→ **Your objective**:
Could you write out every line of the items below again, requests included, after adding 32 to each x and y coordinate in the answers?

→ **Supplied entries**:
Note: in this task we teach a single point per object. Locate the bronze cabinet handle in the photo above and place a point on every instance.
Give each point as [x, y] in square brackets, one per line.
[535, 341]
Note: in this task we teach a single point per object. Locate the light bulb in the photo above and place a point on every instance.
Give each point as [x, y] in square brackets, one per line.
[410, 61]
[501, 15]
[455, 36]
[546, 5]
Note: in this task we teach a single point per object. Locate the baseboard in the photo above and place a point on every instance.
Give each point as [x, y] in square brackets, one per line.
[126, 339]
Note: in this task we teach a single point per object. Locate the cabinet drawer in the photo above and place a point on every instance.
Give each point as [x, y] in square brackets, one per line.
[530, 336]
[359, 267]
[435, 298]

→ **Final result**:
Note: in this task we teach a single point per object. Locate the bronze cabinet handle in the photo above and place a point on every instance.
Give each point as [x, y] in square brackets, one per line.
[567, 373]
Note: in this task we teach a single point per object. Locate the light bulb in the photo above and place a point on every instance.
Give each point as [x, y] in square brackets, one per line.
[442, 93]
[533, 47]
[487, 68]
[578, 37]
Note: in this task we teach a single point per object. Locate the baseboard in the photo above and place a point on every instance.
Give each point as [x, y] in square brackets, one per line.
[158, 371]
Note: in this task we teach a single point per object. Locate the cabinet drawer in the photo above and place a point on every instance.
Give each point as [x, y] in square brackets, one per line.
[562, 368]
[391, 299]
[467, 330]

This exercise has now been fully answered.